*Tugas Anda*
Tolong ulangi dengan persis bagian teks tentang data penerima BSU, mulai dari kata-kata "Hal ini disampaikan" hingga dan termasuk kata-kata "(DTKS) Kementerian Sosial.".

*Teks yang Diberikan*
JAKARTA – Komisi Pemberantasan Korupsi (KPK) meminta data pekerja penerima bantuan subsidi upah (BSU) yang didasarkan pada data dari BPJS Ketenagakerjaan dipadankan dengan data Surat Pemberitahuan Tahunan (SPT) Pajak.
Dengan demikian, data pekerja penerima BSU senilai Rp600 ribu per bulan dapat lebih valid.
Hal ini disampaikan pimpinan KPK saat bertemu Menteri Ketenagakerjaan Ida Fauziah di Gedung Merah Putih KPK, Jakarta, Rabu (9/9/2020).
“Ini harus dipadankan dengan SPT atau surat pemberitahuan tahunan pajak, apakah benar perusahaan-perusahaan melaporkan pajaknya untuk pegawai yang upahnya di bawah Rp5 juta per bulan,” kata Wakil Ketua KPK Alexander Marwata dalam konferensi pers, Rabu (9/9/2020).
KPK menekankan pentingnya data yang valid dan akurat agar penyaluran subsidi upah maupun bantuan sosial dalam bentuk lainnya tepat sasaran.
Dengan demikian akan berdampak pada meningkatnya daya beli masyarakat di tengah pandemi.
Untuk itu, selain dipadankan dengan data SPT Pajak, KPK juga meminta Kemnaker memadankan data dari BPJS Ketenagakerjaan dengan Data Terpadu Kesejahteraan Sosial (DTKS) Kementerian Sosial.

Data lokalisasi spasial
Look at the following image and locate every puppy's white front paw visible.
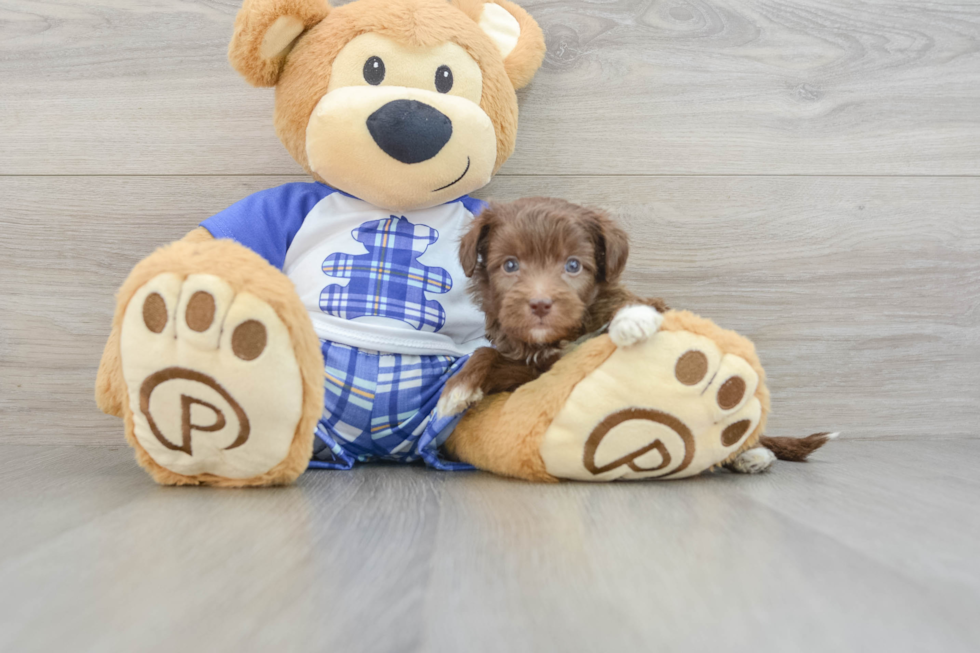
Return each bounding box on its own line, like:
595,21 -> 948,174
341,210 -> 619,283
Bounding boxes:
436,385 -> 483,417
609,304 -> 664,347
729,447 -> 776,474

*Jawaban Latihan*
Hal ini disampaikan pimpinan KPK saat bertemu Menteri Ketenagakerjaan Ida Fauziah di Gedung Merah Putih KPK, Jakarta, Rabu (9/9/2020).
“Ini harus dipadankan dengan SPT atau surat pemberitahuan tahunan pajak, apakah benar perusahaan-perusahaan melaporkan pajaknya untuk pegawai yang upahnya di bawah Rp5 juta per bulan,” kata Wakil Ketua KPK Alexander Marwata dalam konferensi pers, Rabu (9/9/2020).
KPK menekankan pentingnya data yang valid dan akurat agar penyaluran subsidi upah maupun bantuan sosial dalam bentuk lainnya tepat sasaran.
Dengan demikian akan berdampak pada meningkatnya daya beli masyarakat di tengah pandemi.
Untuk itu, selain dipadankan dengan data SPT Pajak, KPK juga meminta Kemnaker memadankan data dari BPJS Ketenagakerjaan dengan Data Terpadu Kesejahteraan Sosial (DTKS) Kementerian Sosial.